WRITTEN INSTRUCTION:
Starting at the first line of the items and ending at the line that contains "67], [196, 75]]", reproduce every line, requests included, with each coordinate in the answers multiplied by 0.8 and rounded to a whole number, halves up. Return only those lines.

* * * * *

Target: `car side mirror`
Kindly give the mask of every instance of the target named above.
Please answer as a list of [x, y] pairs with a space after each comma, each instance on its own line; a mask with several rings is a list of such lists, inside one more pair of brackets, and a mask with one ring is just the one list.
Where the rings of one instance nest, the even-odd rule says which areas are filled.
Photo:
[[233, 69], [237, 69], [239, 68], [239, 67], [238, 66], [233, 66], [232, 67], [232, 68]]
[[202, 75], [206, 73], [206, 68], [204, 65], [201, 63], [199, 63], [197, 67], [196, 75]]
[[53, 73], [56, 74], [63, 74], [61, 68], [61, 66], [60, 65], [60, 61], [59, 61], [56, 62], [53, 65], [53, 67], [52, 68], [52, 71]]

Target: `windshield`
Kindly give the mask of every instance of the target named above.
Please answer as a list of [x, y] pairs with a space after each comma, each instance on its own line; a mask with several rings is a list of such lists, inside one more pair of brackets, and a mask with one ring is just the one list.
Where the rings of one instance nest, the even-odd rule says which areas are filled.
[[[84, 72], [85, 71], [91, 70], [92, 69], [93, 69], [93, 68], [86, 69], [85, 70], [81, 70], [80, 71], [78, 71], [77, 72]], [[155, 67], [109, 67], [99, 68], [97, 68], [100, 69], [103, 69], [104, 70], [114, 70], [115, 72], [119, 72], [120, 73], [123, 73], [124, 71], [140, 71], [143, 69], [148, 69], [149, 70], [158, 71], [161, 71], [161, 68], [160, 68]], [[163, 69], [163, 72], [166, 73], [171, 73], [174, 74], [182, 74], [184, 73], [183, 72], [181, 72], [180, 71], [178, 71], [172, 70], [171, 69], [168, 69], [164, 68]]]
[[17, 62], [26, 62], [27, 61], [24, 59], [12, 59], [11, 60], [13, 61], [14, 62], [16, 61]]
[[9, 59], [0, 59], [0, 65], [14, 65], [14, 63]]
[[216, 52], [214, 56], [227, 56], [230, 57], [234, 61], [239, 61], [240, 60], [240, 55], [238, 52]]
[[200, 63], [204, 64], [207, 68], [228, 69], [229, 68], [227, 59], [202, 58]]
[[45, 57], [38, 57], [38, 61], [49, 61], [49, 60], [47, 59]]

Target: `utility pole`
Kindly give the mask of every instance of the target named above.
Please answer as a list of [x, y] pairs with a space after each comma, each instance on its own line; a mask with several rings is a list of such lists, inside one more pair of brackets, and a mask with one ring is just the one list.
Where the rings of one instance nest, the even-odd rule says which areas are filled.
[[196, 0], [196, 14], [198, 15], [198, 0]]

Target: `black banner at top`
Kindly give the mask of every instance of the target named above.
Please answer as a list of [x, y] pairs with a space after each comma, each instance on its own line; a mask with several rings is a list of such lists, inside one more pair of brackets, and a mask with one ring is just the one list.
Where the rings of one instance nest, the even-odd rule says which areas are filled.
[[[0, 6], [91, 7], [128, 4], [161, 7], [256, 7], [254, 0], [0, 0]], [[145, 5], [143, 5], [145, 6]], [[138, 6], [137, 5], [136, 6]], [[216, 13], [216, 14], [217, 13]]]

* * * * *

TASK RESULT:
Target: `car side mirror`
Kindly give the mask of every instance of the target named above.
Please answer as a list of [x, y] pairs with a space after each comma, each instance on its own line; a mask with several rings is a list of such lists, inside one more pair of brackets, and a mask with one ring is just the one list.
Where the rings of one instance nest, the even-odd rule says which areas are filled.
Photo:
[[186, 55], [190, 55], [191, 54], [191, 54], [190, 53], [186, 53], [186, 54], [186, 54]]
[[162, 60], [165, 58], [165, 54], [163, 52], [161, 50], [159, 50], [158, 54], [157, 60]]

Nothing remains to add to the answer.